__What you need to do__. In the material below, find every line with "shell" and pull it out.

= = = = = = =

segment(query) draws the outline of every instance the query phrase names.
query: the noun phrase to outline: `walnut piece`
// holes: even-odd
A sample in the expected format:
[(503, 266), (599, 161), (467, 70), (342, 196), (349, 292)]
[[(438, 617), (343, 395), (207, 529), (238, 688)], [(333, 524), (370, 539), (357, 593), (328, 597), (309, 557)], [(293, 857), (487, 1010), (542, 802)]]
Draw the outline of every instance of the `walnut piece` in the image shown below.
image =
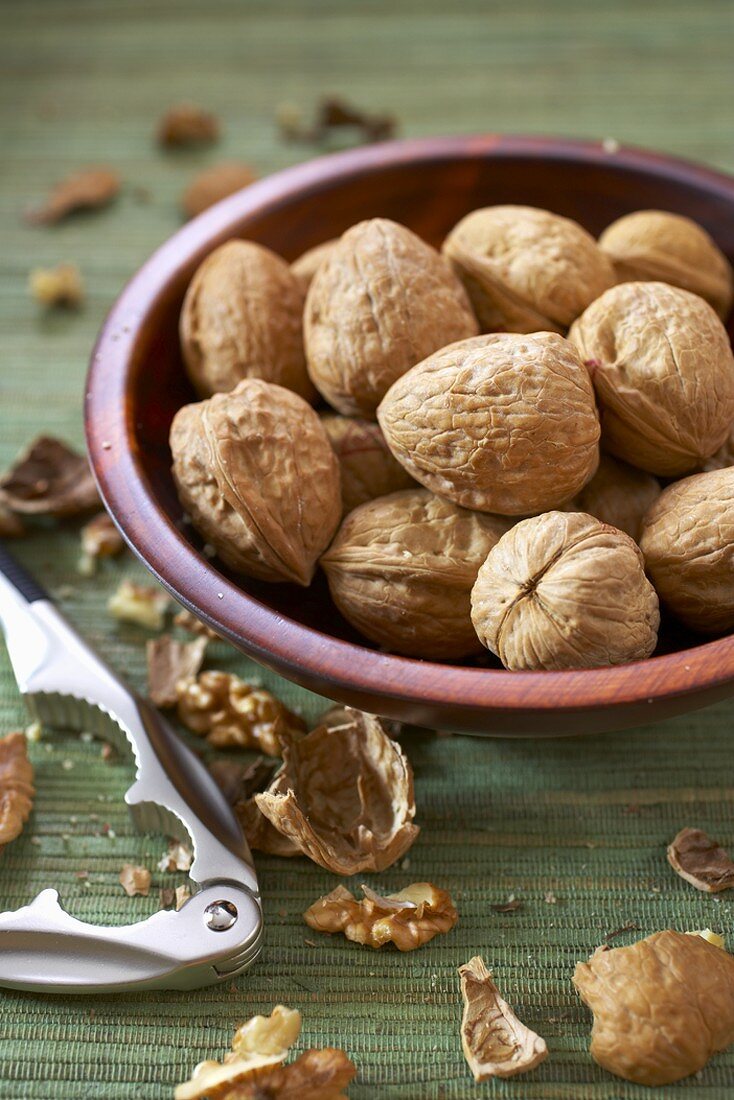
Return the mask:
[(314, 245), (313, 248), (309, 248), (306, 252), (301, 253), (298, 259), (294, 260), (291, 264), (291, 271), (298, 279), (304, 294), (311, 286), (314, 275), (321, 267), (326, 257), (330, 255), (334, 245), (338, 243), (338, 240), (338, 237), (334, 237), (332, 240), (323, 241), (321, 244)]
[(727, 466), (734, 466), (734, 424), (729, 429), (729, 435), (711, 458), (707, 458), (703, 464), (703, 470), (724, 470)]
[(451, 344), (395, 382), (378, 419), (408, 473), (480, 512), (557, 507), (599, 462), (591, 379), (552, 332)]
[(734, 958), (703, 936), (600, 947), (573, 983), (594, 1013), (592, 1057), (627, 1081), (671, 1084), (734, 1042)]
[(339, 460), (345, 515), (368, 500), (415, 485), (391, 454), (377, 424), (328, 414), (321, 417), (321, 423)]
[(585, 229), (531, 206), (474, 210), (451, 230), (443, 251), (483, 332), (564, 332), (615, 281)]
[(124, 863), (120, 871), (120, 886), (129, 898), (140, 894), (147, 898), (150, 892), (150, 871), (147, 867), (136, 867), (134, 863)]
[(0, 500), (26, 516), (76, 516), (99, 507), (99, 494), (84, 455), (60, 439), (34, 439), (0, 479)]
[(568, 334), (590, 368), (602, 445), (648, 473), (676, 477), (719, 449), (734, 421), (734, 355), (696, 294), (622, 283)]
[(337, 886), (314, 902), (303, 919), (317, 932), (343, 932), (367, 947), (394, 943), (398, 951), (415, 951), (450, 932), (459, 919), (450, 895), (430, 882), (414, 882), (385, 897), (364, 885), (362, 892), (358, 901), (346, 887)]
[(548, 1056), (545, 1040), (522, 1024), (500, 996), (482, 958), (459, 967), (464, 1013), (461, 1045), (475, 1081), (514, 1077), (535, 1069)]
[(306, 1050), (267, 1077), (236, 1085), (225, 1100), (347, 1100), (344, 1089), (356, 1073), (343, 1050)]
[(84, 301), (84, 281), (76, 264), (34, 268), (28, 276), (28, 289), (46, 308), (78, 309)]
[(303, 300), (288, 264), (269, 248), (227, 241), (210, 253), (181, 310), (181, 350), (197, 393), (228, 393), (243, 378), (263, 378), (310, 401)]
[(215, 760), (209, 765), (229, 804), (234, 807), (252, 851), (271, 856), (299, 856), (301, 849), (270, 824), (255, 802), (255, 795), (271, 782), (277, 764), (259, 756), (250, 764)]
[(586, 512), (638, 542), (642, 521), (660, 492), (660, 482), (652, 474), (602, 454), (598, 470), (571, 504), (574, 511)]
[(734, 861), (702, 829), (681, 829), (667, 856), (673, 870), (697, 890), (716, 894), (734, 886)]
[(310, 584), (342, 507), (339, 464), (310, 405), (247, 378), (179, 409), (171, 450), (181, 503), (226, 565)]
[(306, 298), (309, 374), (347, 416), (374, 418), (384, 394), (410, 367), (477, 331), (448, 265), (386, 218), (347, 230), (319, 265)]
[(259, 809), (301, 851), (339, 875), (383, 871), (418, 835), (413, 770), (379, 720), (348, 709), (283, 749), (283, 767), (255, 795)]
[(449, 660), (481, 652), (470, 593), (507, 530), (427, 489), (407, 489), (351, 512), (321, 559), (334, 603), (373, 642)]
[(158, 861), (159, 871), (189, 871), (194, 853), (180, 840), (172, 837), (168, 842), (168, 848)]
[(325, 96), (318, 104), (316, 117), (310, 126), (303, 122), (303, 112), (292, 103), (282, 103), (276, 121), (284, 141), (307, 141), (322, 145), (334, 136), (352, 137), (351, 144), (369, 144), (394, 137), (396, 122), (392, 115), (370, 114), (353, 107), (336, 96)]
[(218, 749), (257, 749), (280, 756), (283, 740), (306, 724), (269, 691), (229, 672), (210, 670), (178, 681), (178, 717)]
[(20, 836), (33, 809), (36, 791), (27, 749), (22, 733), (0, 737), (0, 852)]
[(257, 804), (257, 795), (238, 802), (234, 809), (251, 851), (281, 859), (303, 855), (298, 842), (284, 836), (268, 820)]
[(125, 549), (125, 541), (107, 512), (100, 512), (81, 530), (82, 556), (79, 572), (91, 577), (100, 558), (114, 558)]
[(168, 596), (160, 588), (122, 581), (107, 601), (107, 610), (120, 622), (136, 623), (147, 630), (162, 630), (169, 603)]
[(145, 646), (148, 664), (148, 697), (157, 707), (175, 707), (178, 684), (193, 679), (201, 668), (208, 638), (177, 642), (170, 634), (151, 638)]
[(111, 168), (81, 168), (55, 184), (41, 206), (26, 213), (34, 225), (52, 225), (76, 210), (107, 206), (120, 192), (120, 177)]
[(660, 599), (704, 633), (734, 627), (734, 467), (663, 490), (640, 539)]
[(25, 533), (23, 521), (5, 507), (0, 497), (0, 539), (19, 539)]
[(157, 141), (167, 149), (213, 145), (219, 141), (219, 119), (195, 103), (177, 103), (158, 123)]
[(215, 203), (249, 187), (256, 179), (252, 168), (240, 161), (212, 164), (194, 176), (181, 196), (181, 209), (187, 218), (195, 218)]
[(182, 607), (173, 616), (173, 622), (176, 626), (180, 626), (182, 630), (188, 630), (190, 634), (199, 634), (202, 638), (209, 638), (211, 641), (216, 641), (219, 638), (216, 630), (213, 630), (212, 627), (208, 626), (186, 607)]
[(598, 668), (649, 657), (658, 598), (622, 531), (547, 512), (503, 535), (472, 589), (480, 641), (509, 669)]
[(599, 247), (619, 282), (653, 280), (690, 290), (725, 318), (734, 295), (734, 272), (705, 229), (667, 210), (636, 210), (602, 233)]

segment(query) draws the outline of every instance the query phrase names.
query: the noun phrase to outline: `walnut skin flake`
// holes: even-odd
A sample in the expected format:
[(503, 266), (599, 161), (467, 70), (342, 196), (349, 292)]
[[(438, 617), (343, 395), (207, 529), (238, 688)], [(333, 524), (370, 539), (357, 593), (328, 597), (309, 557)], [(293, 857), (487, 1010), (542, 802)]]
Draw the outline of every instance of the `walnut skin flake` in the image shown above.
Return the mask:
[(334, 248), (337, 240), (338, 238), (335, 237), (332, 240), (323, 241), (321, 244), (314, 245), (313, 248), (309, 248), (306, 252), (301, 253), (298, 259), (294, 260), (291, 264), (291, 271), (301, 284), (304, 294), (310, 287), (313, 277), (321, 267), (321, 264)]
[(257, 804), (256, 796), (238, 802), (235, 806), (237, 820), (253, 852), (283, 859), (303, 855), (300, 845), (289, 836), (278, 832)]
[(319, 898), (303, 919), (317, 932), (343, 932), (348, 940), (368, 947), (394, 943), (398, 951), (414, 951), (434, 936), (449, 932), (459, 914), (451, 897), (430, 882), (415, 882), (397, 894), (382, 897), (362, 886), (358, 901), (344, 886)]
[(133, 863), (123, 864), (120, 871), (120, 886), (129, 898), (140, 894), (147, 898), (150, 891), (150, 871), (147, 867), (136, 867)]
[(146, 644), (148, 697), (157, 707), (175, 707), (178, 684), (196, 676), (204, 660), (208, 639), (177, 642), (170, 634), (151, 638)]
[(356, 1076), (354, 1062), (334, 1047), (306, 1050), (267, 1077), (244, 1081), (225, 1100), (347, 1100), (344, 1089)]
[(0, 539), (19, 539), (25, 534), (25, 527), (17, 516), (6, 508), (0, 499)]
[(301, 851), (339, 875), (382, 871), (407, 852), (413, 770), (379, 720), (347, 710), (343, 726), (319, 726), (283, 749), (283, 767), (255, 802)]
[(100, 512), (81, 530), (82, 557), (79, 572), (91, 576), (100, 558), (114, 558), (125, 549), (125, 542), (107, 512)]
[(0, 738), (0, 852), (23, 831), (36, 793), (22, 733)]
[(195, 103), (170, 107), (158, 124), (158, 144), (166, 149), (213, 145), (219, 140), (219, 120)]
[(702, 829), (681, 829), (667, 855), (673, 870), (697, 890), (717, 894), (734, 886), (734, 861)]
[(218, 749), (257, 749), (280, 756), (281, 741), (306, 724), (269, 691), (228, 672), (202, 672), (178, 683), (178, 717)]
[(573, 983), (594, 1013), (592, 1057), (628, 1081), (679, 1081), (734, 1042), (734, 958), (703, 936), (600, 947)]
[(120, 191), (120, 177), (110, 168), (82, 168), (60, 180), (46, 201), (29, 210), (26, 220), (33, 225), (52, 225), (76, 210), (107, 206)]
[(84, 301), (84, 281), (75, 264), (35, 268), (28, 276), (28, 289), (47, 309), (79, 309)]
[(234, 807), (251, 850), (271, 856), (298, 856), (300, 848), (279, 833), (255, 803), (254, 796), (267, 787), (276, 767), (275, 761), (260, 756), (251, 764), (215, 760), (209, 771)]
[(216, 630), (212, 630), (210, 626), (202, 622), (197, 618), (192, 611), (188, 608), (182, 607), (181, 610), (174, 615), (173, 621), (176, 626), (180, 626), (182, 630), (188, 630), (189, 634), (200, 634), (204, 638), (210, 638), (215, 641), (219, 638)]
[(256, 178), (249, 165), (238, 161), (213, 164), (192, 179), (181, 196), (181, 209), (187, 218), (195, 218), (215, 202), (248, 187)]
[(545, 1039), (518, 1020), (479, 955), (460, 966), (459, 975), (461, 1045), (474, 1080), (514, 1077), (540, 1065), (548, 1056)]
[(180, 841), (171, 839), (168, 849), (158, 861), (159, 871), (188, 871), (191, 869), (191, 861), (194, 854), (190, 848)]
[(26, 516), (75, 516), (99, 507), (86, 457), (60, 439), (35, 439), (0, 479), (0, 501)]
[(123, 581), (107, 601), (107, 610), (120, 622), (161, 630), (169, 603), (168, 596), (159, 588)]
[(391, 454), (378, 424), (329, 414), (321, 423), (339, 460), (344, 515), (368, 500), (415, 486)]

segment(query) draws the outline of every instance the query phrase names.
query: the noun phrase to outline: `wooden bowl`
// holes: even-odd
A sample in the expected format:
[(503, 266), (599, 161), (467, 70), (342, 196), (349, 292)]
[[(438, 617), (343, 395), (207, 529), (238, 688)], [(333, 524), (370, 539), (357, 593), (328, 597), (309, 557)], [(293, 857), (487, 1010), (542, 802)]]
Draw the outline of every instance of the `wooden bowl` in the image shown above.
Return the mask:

= = = = = = =

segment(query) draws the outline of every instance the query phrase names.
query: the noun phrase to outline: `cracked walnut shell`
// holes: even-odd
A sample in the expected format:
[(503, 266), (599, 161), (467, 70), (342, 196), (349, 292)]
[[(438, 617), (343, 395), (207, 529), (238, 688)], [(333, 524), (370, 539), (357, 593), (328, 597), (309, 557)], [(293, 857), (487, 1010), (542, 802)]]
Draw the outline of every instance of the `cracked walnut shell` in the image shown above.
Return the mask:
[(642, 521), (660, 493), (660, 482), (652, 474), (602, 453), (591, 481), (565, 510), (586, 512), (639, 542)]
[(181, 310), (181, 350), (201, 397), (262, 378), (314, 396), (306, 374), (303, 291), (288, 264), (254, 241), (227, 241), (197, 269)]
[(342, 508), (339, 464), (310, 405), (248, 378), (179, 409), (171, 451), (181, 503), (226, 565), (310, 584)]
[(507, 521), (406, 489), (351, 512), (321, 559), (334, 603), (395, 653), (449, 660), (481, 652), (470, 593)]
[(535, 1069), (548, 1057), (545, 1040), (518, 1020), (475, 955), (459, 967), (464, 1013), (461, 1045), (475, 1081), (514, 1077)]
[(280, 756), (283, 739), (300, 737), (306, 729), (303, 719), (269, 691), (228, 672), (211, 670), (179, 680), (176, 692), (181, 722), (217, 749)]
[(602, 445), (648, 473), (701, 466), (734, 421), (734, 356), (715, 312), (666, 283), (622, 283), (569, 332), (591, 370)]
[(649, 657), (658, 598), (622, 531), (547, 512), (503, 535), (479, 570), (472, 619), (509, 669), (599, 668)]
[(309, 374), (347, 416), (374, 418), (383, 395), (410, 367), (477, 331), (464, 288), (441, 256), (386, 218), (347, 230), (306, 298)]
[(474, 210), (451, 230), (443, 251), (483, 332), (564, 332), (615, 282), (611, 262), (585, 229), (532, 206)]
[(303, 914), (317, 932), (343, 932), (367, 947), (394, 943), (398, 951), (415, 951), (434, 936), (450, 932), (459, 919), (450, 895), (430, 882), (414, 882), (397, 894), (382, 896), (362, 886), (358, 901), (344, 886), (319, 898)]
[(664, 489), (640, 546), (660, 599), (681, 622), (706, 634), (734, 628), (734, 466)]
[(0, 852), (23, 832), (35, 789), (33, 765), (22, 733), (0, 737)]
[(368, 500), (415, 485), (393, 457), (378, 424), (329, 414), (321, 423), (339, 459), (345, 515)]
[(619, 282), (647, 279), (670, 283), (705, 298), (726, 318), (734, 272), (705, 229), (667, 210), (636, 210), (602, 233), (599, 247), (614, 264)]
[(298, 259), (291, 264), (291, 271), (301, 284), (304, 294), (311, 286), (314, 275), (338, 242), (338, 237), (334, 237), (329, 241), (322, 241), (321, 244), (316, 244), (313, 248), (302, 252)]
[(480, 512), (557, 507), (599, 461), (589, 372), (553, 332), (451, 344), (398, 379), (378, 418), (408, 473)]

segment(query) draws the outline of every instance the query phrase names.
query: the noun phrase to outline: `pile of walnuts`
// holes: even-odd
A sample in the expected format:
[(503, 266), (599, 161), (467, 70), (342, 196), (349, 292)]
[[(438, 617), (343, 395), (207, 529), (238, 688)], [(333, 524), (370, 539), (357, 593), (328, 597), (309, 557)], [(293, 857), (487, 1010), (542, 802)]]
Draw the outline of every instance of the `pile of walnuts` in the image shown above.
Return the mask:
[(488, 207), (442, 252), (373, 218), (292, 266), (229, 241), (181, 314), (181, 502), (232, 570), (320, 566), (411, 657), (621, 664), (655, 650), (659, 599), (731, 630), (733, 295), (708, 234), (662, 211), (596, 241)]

= = = = = = =

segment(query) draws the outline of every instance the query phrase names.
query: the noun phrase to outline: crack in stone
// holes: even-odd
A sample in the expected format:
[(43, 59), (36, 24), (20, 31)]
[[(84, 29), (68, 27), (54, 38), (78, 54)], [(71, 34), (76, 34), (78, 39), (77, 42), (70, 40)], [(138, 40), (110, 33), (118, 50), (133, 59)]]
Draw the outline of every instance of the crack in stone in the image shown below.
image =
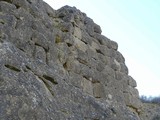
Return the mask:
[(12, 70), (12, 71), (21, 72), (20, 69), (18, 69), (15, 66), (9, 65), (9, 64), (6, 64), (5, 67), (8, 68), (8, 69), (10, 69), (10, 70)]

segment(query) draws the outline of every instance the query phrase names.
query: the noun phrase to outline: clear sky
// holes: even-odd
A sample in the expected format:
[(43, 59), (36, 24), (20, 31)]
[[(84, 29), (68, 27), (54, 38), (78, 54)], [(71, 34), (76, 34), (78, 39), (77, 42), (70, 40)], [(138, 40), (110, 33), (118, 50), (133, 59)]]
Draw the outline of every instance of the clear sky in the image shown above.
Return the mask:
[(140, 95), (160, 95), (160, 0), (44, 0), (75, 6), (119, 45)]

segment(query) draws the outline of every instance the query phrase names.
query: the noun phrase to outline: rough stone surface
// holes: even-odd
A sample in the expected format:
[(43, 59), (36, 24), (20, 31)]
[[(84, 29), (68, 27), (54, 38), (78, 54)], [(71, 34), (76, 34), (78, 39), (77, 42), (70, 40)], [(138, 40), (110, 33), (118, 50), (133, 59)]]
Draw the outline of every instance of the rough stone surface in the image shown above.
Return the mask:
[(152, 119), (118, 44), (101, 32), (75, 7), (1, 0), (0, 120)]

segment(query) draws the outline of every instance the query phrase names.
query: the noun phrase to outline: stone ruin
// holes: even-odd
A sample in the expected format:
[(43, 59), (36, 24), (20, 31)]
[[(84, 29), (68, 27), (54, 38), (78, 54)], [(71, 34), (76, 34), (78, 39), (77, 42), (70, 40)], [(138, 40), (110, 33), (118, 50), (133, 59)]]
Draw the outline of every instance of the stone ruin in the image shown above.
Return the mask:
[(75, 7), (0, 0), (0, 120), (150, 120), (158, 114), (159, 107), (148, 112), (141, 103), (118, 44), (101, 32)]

= = = = = = =

__Answer section__.
query: the noun phrase to outline: `cracked walnut shell`
Draw the outline of every instance of the `cracked walnut shell` in the image shown above.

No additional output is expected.